[Point-based annotation data]
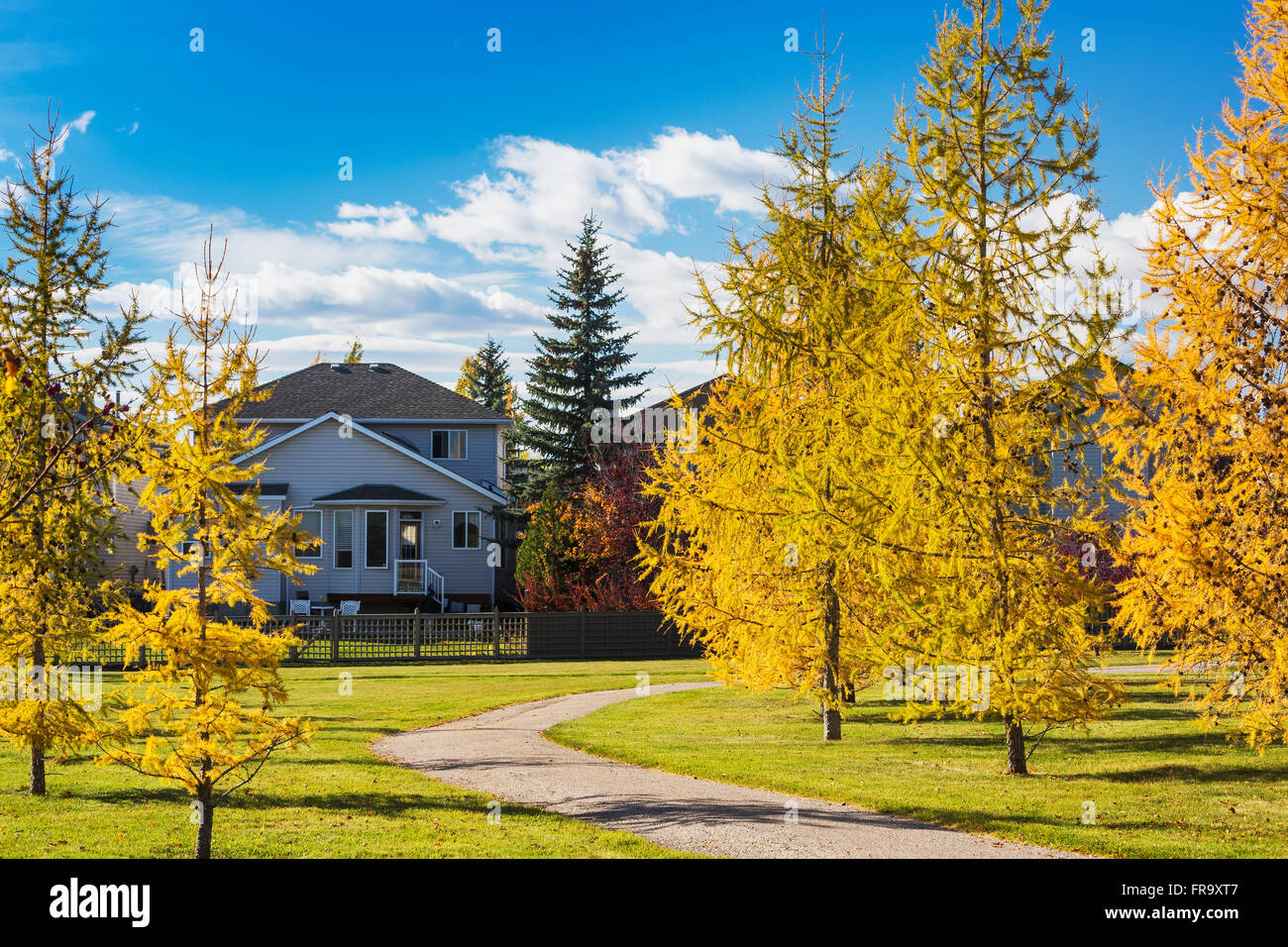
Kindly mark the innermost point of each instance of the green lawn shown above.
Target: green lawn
(334, 797)
(1120, 659)
(1160, 787)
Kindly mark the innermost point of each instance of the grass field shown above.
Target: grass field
(334, 797)
(1160, 787)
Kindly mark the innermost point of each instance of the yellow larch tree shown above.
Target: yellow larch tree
(999, 376)
(63, 438)
(1202, 424)
(748, 553)
(188, 706)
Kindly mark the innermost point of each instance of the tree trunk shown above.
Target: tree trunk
(832, 660)
(1016, 762)
(38, 744)
(206, 813)
(38, 771)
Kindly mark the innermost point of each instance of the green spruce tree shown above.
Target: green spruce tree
(576, 369)
(485, 379)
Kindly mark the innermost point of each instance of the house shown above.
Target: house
(399, 478)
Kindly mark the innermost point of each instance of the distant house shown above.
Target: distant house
(398, 476)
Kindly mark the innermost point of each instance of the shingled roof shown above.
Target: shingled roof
(366, 390)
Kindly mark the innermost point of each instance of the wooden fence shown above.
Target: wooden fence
(467, 635)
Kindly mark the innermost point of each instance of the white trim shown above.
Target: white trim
(361, 500)
(465, 440)
(335, 540)
(366, 539)
(467, 549)
(376, 436)
(318, 534)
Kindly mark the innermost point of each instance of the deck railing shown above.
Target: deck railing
(463, 635)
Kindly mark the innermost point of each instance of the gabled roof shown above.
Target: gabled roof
(696, 397)
(366, 390)
(378, 492)
(376, 436)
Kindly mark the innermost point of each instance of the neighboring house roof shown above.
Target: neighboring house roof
(369, 390)
(696, 397)
(377, 492)
(494, 496)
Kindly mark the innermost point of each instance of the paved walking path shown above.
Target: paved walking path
(502, 754)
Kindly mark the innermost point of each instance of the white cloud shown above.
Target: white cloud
(78, 124)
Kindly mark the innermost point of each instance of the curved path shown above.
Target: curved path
(501, 753)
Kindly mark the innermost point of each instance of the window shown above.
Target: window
(189, 547)
(447, 445)
(408, 535)
(343, 539)
(465, 528)
(377, 539)
(310, 522)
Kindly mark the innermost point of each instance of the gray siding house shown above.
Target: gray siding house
(398, 476)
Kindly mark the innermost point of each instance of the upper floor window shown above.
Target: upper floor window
(310, 522)
(343, 545)
(447, 445)
(467, 530)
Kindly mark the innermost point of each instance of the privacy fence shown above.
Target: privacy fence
(471, 635)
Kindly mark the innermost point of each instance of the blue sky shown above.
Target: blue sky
(469, 166)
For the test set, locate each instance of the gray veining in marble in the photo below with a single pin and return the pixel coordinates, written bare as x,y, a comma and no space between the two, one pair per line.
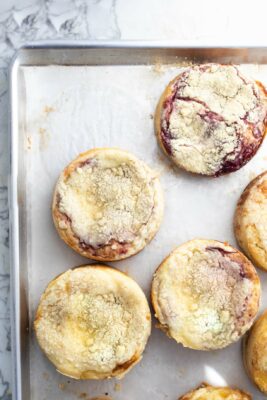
27,20
20,22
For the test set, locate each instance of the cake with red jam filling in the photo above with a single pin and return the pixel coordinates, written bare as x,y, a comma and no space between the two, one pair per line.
211,119
208,392
107,204
205,294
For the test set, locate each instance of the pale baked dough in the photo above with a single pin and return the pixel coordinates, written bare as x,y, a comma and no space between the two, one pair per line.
107,204
93,322
205,294
255,352
207,392
250,221
211,119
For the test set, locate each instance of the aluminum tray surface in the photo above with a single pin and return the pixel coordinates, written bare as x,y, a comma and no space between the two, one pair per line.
66,100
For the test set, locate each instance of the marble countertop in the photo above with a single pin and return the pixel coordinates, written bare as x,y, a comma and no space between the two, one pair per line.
192,21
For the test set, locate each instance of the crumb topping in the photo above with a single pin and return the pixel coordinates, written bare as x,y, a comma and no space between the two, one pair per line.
211,114
93,319
108,198
253,220
203,294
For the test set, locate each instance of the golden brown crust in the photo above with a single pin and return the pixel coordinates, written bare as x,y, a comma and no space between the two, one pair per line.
250,220
114,250
255,353
205,283
75,327
208,392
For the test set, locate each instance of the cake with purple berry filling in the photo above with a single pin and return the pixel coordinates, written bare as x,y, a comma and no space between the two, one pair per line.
211,119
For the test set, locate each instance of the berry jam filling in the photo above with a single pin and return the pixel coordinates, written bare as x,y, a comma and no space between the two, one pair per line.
121,247
229,255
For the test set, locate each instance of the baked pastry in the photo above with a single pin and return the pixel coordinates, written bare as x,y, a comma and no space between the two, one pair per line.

*Stated goal*. Give back each entry exactly as it appears, with no pictures.

*Task output*.
Kindly mark the innermost point of each instance of the green lawn shown above.
Target: green lawn
(334, 797)
(1120, 659)
(1160, 787)
Kindly mark the innermost point of each instance of the grass field shown above.
Target: grass field
(334, 797)
(1160, 787)
Kindly mark the innermost point of each instance of the yellow larch tree shown above.
Target: yellow larch tree
(999, 376)
(63, 438)
(1202, 424)
(748, 553)
(188, 706)
Kindly mark the innermost point of each instance of the tree trunk shown above.
Target: tree trunk
(832, 660)
(1016, 762)
(38, 744)
(206, 813)
(38, 771)
Kindly mark the innermost point of each instance of the green spruce tree shown above.
Target: green spruce tree
(576, 369)
(485, 379)
Kindly mark the innermost point of each instance of the house shown above.
Target: house
(399, 478)
Kindly mark the innermost point of each instance of the distant house shown above.
Target: distant house
(398, 476)
Kindly mark the innermost point of each instance of the shingled roof shown above.
Target: shingled roof
(366, 390)
Kindly mark the innermost point of each instance of the wooden fence shown above.
Target: wooden fence
(467, 635)
Kindly mark the innermost point of each instance of the white trim shown above.
Target: white trim
(361, 500)
(465, 440)
(335, 540)
(366, 539)
(467, 549)
(376, 436)
(318, 534)
Kindly mark the innermost point of each instance of the deck railing shown above.
Target: deck railing
(463, 635)
Kindly mark the innermost point of each instance of the gabled roof shown above.
Target: gabled roof
(696, 397)
(366, 390)
(378, 492)
(376, 436)
Kindly mark the innermost point of each instance of the neighboring house roof shown above.
Target: neighboring house roof
(369, 390)
(696, 397)
(377, 492)
(494, 496)
Kindly mark the innermost point of each instance of the paved walking path shown above.
Target: paved walking path
(502, 754)
Kindly mark the innermost point of each instance of the white cloud shown above.
Target: white cloud
(78, 124)
Kindly mark the innermost point of each instance of the curved path shown above.
Target: curved path
(501, 753)
Kindly mark the innermost point of each instance of the window shown above.
Target: window
(189, 547)
(447, 445)
(408, 535)
(343, 539)
(465, 528)
(377, 539)
(310, 522)
Kindly mark the innermost point of each instance of the gray siding house shown above.
Target: gray siding house
(398, 476)
Kindly mark the innermost point of each instance of the upper floor window shown above.
Target: upper floor window
(310, 522)
(343, 545)
(447, 445)
(467, 530)
Kindly mark the innermost point of each instance of the privacy fence shown above.
Target: privacy fence
(471, 635)
Kindly mark the innermost point of each instance of the blue sky shown above.
Target: blue sky
(469, 166)
For the test set, locate each instance of the gray veining in marble in the photo below with a single pin and return the pixel coordinates, written bare as x,y, a comma and no space between the two, one pair per line.
27,20
20,22
For the test set, locate each instance of the cake with red jam filling in the photo above with a single pin and return the pixel coordinates, written bare as x,y, a comma and no space between the two, one pair per line.
211,119
208,392
107,204
205,294
For the test set, locate each instance of the pale baked dough in the photo above with a single pin and return the pixel coordinates, written bare as x,y, a comma and no space between the two, one pair per line.
107,204
93,322
205,294
255,352
207,392
250,221
211,119
For the test set, locate each instance of the aluminum tray surface in the photo above with a single pin and return the pixel coordinates, written bare as x,y, a comma and no space between the two, one pair per line.
66,100
For the test set, locate each instance of the marble countertop in the photo above with a single pin and return the pixel coordinates, written bare as x,y, a comma and no space between the two, one pair per line.
192,21
For the test set, locate each instance of the crumb topping in the photo above with a single pin and return the pixel coordinates, written bare as x,y, a comma and no space between the two, one pair per line.
211,114
93,319
108,198
253,220
203,294
For the test set, locate each instance of the golden brown crust in the photo above with a single pin and return the pixel coordinates, written bare as x,y, a comma and no space between the two, one pair per line.
250,220
114,250
255,353
205,283
75,327
208,392
For the test set, locate each instance of the cake with purple berry filling in the photo above with a single pin and return the pixel coordinates, written bare as x,y, a comma and no space between the two, one pair per line.
211,119
For the test set, locate each instance of the berry jam filling in the photo above with a single pin and return the pixel coordinates, written bare as x,y, a comma and no space between the two, one pair per line.
121,247
229,255
For the test set, locate each instance of the baked pastry in the photo above with a single pin and return the pixel coordinates, written bare as x,y, a comma and no space between the two, one pair per line.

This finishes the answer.